— Start of SOURCE RECORDS —

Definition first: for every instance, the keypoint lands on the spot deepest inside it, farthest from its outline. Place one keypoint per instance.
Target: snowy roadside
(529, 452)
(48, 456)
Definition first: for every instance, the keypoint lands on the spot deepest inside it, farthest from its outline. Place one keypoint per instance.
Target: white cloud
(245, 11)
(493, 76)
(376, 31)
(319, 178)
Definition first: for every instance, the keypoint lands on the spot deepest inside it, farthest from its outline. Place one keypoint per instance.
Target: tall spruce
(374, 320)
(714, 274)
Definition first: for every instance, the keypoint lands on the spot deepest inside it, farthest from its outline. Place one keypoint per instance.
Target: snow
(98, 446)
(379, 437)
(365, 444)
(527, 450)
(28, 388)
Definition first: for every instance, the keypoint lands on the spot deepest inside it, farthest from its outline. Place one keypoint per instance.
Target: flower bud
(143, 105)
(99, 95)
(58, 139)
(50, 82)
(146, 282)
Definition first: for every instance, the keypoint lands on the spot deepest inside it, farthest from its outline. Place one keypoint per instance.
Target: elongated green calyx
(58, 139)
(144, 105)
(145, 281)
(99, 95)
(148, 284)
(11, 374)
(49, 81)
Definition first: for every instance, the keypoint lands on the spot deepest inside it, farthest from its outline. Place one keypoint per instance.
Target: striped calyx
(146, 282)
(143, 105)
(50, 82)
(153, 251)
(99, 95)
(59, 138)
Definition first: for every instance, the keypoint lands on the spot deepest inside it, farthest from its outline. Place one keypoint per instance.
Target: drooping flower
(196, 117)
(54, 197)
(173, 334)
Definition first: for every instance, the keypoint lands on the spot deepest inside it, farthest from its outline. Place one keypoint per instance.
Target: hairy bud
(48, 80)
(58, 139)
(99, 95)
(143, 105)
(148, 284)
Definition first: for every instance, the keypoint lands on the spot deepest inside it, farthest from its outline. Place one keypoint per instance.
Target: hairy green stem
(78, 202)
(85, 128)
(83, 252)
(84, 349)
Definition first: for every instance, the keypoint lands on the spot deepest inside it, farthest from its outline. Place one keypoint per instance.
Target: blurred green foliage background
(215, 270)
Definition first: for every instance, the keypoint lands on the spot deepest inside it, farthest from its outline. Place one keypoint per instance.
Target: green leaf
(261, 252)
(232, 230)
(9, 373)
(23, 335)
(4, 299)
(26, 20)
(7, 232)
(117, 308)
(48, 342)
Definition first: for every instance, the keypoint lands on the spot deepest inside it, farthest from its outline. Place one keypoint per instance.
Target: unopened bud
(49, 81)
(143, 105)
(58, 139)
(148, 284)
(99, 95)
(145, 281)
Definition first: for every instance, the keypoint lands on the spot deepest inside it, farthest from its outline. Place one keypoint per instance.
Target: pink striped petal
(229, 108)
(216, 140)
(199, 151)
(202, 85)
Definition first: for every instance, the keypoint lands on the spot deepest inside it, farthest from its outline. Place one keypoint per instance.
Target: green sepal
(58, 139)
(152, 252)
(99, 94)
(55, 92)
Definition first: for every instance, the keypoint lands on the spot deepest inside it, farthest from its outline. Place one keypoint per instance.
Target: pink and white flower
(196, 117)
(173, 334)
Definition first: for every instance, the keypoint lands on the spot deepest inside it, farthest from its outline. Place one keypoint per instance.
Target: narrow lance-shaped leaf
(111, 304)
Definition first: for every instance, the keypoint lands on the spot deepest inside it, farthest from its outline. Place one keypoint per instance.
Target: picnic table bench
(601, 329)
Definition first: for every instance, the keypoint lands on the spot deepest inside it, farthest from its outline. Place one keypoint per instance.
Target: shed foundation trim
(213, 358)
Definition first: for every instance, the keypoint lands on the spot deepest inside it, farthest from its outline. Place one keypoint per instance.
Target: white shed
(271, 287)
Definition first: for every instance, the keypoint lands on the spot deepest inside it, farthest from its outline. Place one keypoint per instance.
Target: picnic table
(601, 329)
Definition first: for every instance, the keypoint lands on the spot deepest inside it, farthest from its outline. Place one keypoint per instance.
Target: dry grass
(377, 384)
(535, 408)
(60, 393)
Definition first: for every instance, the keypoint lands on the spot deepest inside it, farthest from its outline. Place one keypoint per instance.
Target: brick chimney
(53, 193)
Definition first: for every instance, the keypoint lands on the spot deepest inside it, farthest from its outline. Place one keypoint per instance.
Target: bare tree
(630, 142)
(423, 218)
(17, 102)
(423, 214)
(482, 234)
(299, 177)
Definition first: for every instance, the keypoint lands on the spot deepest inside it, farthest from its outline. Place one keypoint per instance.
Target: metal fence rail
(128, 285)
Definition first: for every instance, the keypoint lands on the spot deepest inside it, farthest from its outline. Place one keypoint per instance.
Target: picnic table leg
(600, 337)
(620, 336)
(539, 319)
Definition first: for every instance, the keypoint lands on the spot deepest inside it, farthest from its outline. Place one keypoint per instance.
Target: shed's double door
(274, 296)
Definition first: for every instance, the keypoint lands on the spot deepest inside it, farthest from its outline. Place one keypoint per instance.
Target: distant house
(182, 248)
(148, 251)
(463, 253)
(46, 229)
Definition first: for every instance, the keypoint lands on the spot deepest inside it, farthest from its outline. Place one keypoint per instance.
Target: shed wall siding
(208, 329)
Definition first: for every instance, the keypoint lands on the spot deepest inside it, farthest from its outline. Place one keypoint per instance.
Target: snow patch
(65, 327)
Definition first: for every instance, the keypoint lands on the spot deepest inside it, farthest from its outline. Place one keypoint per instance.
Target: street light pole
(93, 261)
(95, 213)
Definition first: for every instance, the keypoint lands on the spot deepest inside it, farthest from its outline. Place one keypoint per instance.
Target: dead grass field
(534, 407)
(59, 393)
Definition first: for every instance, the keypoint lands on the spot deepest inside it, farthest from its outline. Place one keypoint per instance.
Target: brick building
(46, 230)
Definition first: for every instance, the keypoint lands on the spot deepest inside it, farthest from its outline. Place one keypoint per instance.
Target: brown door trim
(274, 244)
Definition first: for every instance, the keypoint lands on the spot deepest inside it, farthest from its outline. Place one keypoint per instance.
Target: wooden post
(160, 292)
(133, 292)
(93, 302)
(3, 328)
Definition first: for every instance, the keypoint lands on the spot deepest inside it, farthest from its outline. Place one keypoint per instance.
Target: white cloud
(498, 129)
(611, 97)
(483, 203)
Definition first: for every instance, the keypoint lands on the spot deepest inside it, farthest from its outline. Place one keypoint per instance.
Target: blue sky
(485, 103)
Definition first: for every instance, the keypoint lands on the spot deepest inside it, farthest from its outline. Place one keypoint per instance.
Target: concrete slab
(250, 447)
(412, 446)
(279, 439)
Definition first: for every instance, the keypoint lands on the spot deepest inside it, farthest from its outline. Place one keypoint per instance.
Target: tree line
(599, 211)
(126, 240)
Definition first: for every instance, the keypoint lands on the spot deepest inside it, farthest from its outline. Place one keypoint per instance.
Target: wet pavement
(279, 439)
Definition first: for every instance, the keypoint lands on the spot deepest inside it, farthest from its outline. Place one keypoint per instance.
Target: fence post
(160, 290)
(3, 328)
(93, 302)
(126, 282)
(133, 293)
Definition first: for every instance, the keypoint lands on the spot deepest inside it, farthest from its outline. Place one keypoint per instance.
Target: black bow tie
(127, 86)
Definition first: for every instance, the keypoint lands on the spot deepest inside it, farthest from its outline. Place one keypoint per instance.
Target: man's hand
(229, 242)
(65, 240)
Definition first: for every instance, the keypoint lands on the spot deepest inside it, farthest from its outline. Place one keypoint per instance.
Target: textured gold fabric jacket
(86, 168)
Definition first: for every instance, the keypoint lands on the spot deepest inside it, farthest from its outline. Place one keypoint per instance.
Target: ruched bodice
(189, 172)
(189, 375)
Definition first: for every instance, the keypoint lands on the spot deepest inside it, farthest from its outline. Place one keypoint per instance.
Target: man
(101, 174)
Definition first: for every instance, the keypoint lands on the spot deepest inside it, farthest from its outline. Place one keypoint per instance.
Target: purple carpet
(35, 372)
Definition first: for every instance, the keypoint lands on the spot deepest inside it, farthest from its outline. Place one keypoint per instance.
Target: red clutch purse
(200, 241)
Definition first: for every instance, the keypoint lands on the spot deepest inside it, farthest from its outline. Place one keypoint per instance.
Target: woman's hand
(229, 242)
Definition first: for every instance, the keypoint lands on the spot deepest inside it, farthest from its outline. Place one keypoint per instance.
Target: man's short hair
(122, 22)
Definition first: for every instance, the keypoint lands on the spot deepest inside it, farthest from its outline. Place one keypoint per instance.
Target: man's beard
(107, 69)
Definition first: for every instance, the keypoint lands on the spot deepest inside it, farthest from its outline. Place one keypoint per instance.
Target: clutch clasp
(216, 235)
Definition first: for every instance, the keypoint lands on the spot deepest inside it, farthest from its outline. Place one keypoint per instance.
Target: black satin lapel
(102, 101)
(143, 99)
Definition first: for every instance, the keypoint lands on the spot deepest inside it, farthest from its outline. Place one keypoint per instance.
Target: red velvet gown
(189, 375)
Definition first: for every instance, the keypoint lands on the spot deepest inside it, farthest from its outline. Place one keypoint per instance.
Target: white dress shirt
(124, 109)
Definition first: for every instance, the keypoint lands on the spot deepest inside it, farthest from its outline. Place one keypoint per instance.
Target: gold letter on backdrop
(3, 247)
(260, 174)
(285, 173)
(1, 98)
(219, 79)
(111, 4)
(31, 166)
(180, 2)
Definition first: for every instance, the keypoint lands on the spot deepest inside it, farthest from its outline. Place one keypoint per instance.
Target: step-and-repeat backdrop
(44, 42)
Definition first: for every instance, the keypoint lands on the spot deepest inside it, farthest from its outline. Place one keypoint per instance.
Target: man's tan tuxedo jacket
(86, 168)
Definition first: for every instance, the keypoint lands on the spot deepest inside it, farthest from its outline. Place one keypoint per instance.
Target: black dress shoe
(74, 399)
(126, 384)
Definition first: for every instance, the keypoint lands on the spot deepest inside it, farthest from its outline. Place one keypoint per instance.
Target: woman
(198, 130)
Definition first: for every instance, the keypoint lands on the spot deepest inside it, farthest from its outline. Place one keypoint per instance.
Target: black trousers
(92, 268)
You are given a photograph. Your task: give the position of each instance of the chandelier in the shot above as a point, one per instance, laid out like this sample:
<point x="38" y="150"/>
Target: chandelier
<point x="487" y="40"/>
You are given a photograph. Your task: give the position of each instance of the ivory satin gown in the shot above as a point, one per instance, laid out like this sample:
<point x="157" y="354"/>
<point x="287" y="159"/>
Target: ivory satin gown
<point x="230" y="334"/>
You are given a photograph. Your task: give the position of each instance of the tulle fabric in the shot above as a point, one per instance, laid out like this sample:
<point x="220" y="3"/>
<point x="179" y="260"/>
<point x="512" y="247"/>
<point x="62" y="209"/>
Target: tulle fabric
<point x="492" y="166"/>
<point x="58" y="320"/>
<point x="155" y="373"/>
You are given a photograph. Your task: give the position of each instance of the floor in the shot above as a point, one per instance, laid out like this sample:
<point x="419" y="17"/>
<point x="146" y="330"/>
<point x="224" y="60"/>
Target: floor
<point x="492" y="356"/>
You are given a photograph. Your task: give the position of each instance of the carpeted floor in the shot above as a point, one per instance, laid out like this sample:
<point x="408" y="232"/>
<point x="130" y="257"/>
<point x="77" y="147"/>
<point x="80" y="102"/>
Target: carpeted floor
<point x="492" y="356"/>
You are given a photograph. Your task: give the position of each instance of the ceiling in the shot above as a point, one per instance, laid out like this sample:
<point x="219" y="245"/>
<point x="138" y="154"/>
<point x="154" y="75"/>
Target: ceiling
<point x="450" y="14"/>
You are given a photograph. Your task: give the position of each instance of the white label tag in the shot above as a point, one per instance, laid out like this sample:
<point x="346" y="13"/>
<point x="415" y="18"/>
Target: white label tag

— End of SOURCE RECORDS —

EXERCISE TASK: Every line from the line containing "of the floor" to the last line of the material above must be repeated exactly, and no other line.

SOLUTION TO THIS PROBLEM:
You are given a photograph. Your task: give the position of each instance of the floor in the shot above as a point, one per instance, laid out like this sample:
<point x="419" y="17"/>
<point x="146" y="330"/>
<point x="224" y="60"/>
Target: floor
<point x="492" y="356"/>
You are given a photograph. Your task: give the position of each instance of the carpeted floor in the shot above as a point, one per instance, laid out like this sample:
<point x="408" y="232"/>
<point x="130" y="257"/>
<point x="77" y="147"/>
<point x="80" y="102"/>
Target: carpeted floor
<point x="492" y="356"/>
You are given a photograph. Your task: give the position of each instance of the ceiling in the shot above as a point, one per instance, laid out like this sample:
<point x="219" y="245"/>
<point x="138" y="154"/>
<point x="154" y="75"/>
Target: ceiling
<point x="450" y="14"/>
You are given a photograph. Your task: give the position of each instance of the white label tag in the shot above as a point, one per instance, laid out like this sample:
<point x="346" y="13"/>
<point x="415" y="18"/>
Target: white label tag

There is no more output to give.